> [REQUIREMENT]
Word for word, please restate each record and pass over the pictures.

Saved data entries
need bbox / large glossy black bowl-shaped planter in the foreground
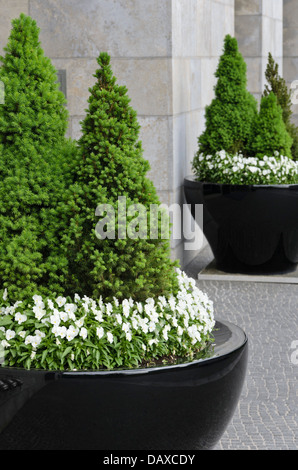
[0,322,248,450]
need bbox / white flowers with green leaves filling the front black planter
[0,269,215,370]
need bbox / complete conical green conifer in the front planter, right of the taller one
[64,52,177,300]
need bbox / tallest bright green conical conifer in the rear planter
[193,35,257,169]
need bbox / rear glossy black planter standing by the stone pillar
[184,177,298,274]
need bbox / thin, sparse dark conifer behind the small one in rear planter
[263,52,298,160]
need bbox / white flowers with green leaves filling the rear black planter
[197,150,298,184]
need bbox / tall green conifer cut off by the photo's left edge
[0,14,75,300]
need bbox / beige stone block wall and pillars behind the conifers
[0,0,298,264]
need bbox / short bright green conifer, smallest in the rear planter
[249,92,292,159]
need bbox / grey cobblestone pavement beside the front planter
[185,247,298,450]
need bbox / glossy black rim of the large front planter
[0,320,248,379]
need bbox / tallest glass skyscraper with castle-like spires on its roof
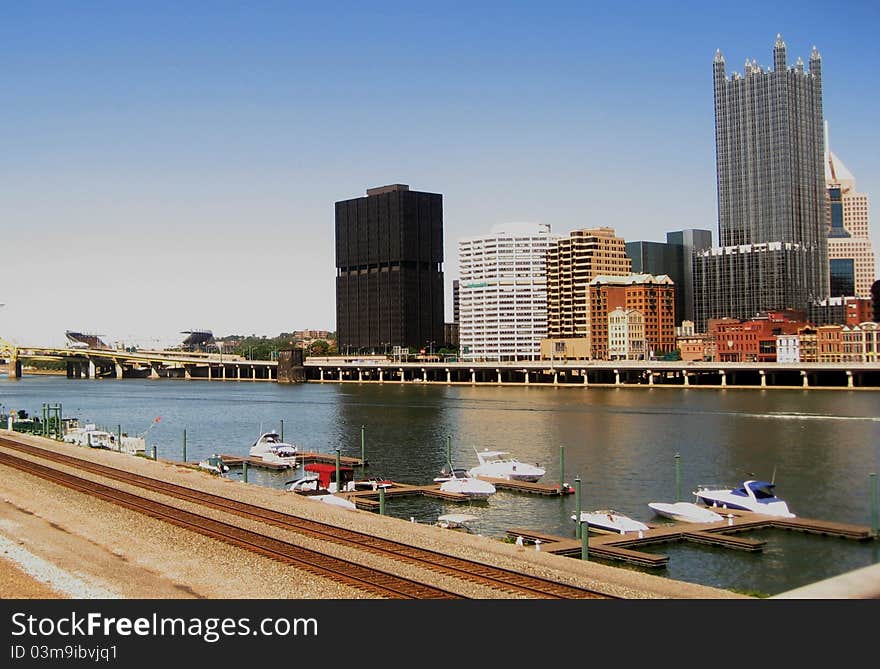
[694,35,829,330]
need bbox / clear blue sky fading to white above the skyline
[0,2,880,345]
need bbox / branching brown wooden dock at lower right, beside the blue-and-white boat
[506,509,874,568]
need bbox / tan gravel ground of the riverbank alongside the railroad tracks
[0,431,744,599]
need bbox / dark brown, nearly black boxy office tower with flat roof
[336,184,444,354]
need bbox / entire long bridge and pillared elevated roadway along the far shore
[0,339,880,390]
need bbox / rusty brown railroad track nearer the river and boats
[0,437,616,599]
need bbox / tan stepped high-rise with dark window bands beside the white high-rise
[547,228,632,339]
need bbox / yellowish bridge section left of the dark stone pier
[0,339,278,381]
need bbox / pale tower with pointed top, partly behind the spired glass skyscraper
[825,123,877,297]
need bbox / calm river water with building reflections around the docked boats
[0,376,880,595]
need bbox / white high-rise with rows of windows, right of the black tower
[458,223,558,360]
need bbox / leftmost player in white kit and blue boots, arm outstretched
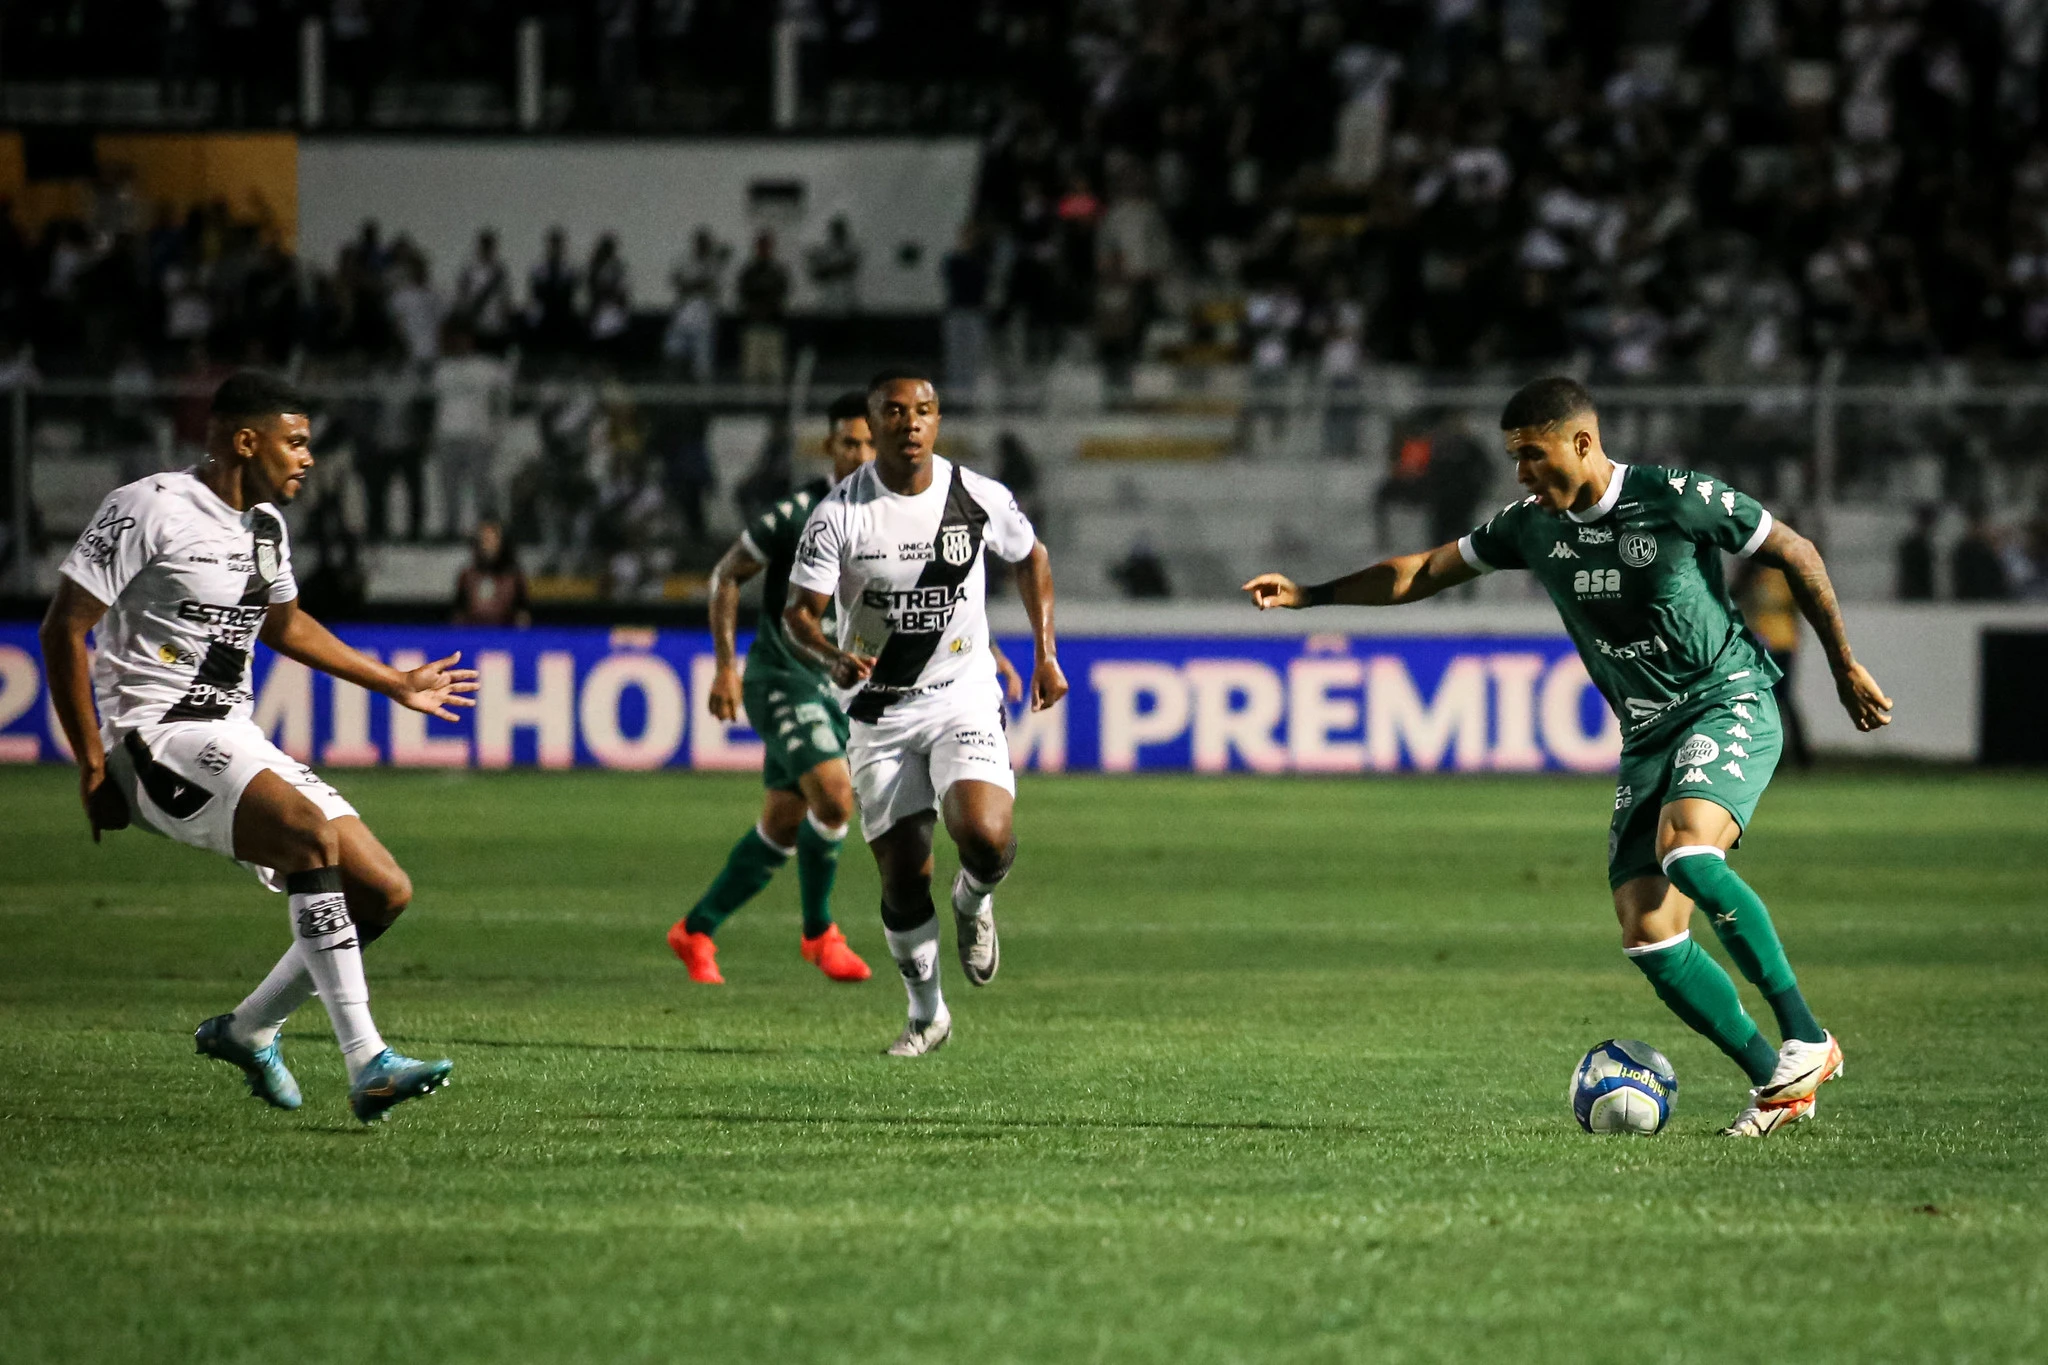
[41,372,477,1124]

> [RESPONSE]
need bbox / large glossy black bowl-shaped planter in the foreground
[0,322,248,450]
need bbox / white flowers with green leaves filling the front black planter
[0,269,215,370]
need bbox / complete conical green conifer in the front planter, right of the taller one
[64,52,177,300]
need bbox / tallest bright green conical conifer in the rear planter
[193,35,257,169]
need bbox / rear glossy black planter standing by the stone pillar
[184,177,298,274]
need bbox / thin, sparse dark conifer behind the small one in rear planter
[263,52,298,160]
need bbox / white flowers with green leaves filling the rear black planter
[197,150,298,184]
need bbox / tall green conifer cut off by the photo's left edge
[0,14,75,300]
need bbox / beige stone block wall and pillars behind the conifers
[0,0,298,264]
need bbox / short bright green conifer, smallest in the rear planter
[249,92,292,159]
need bbox / grey cobblestone pavement beside the front planter
[185,247,298,450]
need bbox / glossy black rim of the large front planter
[0,320,248,379]
need bbox / tallest glass skyscraper with castle-like spires on its roof
[694,35,829,330]
need bbox / clear blue sky fading to white above the skyline
[0,2,880,345]
need bbox / branching brown wooden dock at lower right, beside the blue-and-white boat
[506,509,874,568]
need bbox / tan gravel ground of the riverbank alongside the railroad tracks
[0,431,744,599]
need bbox / dark brown, nearly black boxy office tower with flat roof
[336,184,444,354]
need bbox / entire long bridge and pillared elevated roadway along the far shore
[0,339,880,390]
need bbox / rusty brown railroad track nearer the river and boats
[0,437,616,599]
need bbox / tan stepped high-rise with dark window bands beside the white high-rise
[547,228,632,339]
need bbox / yellowish bridge section left of the dark stone pier
[0,339,278,381]
need bbox / pale tower with pointed top, partly behind the spired glass skyscraper
[825,123,877,297]
need bbox / calm river water with building reflections around the docked boats
[0,376,880,595]
need bbox / white high-rise with rows of windows, right of the black tower
[458,223,558,360]
need bbox / leftmost player in white kit and blue boots, arm outstretched
[41,372,477,1124]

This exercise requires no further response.